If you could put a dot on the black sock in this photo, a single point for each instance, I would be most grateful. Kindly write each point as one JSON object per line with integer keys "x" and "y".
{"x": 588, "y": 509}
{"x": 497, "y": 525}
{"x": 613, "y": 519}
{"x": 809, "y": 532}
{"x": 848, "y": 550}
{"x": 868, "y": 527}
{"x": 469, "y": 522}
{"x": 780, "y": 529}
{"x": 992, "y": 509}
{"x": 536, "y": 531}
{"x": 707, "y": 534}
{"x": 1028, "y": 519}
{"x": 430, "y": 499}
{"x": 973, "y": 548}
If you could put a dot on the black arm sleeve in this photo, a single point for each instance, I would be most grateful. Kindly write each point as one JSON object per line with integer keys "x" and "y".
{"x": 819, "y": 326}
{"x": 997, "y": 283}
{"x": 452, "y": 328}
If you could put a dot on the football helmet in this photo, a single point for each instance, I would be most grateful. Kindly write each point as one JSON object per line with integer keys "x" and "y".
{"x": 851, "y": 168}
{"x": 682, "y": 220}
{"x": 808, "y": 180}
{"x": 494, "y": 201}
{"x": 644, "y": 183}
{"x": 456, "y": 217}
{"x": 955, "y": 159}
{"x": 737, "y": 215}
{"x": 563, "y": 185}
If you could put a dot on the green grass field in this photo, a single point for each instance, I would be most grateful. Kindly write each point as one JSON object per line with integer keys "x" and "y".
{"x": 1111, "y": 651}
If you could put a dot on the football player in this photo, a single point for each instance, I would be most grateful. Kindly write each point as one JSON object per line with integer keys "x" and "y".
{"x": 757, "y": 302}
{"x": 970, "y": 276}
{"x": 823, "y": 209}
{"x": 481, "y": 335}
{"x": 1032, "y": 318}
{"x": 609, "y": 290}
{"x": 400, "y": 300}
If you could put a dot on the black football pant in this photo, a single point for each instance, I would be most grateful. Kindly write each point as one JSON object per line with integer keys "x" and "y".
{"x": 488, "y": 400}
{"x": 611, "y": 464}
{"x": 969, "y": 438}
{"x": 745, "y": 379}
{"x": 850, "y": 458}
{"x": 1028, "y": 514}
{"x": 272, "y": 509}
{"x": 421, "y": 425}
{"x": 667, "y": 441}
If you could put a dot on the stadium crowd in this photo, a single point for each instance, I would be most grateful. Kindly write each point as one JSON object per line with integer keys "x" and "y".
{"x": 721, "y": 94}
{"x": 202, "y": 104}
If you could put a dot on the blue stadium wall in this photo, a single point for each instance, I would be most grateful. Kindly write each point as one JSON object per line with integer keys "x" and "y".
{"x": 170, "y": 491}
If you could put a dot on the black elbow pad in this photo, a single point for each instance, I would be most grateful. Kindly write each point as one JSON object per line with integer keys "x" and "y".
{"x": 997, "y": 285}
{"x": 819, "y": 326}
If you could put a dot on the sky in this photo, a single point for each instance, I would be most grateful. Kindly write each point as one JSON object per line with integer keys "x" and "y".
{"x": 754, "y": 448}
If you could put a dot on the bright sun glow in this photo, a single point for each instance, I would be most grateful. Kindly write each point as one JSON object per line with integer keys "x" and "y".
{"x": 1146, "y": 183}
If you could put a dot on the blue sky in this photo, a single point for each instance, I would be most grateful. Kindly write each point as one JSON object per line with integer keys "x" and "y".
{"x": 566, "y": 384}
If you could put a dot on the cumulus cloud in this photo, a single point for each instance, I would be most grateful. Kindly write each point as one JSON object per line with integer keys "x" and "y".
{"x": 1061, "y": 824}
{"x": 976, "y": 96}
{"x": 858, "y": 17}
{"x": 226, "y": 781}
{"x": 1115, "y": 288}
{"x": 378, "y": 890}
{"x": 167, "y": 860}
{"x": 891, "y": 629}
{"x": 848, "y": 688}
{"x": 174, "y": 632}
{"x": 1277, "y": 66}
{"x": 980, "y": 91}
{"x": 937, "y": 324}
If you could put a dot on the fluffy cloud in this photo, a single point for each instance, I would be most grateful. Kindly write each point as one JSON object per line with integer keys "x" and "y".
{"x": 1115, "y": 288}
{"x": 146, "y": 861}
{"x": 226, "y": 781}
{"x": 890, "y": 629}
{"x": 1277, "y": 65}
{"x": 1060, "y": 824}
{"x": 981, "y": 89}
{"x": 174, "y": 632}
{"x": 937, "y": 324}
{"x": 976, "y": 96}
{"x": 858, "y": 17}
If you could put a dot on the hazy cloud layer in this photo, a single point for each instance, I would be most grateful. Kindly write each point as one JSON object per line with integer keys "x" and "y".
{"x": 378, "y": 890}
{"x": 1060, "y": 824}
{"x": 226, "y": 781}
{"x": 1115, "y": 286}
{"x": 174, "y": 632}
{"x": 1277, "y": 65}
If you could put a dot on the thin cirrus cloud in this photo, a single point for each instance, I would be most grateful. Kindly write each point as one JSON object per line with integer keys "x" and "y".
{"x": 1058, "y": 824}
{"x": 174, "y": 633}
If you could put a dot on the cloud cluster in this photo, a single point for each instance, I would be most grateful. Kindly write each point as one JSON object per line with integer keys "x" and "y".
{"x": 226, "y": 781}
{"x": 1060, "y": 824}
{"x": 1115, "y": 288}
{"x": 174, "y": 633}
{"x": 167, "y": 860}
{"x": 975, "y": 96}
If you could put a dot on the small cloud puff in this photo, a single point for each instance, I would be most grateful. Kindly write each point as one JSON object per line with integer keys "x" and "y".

* **Given problem**: Return only the lines running from the line with "If you could put a dot on the cumulus" to the last line of the records, both included, exactly as written.

* **Answer to this task**:
If you could put a dot on the cumulus cloud in this photo, a single point for each instance, I would be most grateful. Kindly write each point as one JSON object per line with integer keys "x" and "y".
{"x": 1061, "y": 824}
{"x": 976, "y": 96}
{"x": 858, "y": 17}
{"x": 226, "y": 781}
{"x": 1115, "y": 288}
{"x": 378, "y": 890}
{"x": 167, "y": 860}
{"x": 891, "y": 629}
{"x": 848, "y": 688}
{"x": 174, "y": 632}
{"x": 1277, "y": 66}
{"x": 980, "y": 91}
{"x": 937, "y": 324}
If you could put a dot on the fluffy cloud in this photo, a single point for each instance, I would be most grateful. Kindly write each point as one JSON object per line with integer keys "x" and "y".
{"x": 1115, "y": 288}
{"x": 146, "y": 861}
{"x": 226, "y": 781}
{"x": 890, "y": 629}
{"x": 1277, "y": 65}
{"x": 1060, "y": 824}
{"x": 981, "y": 89}
{"x": 174, "y": 632}
{"x": 937, "y": 324}
{"x": 976, "y": 96}
{"x": 858, "y": 17}
If you could put a dot on the hazy cloud layer in this photo, a single point for each instance, I would be most grateful. Kindly write each point as one JSON object per line with integer keys "x" and "y".
{"x": 378, "y": 890}
{"x": 1060, "y": 824}
{"x": 226, "y": 781}
{"x": 1115, "y": 286}
{"x": 174, "y": 632}
{"x": 1277, "y": 65}
If you could put a dot on the thin cirrus cloud in this photo, a single point for each instance, I would be most grateful. Kindly write each point as one JSON object per line with integer keys "x" and "y".
{"x": 1058, "y": 824}
{"x": 174, "y": 633}
If you could put a dot on the cloud cluster in this photo, a single point for each instance, I would be most grateful. Kindly write each point as one JSON object per line with integer keys "x" and "y".
{"x": 226, "y": 781}
{"x": 1060, "y": 824}
{"x": 1115, "y": 288}
{"x": 174, "y": 633}
{"x": 167, "y": 860}
{"x": 975, "y": 96}
If you could put a dot on the small cloud puff in this photo, a single point for each instance, I would be most grateful. Kindly write each point as one JSON object per line with integer keys "x" and "y".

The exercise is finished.